• **Work item**
Would you repeat all the lines below, exactly as they stand?

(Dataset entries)
* * * * * * *

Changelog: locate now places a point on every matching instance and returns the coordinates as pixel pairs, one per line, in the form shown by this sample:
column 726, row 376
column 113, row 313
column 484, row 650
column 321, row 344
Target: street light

* * * * * * *

• **Your solution**
Changelog: locate now places a point on every matching instance and returns the coordinates as pixel pairs, one per line, in the form shown by this sample:
column 726, row 376
column 113, row 313
column 484, row 650
column 321, row 344
Target: street light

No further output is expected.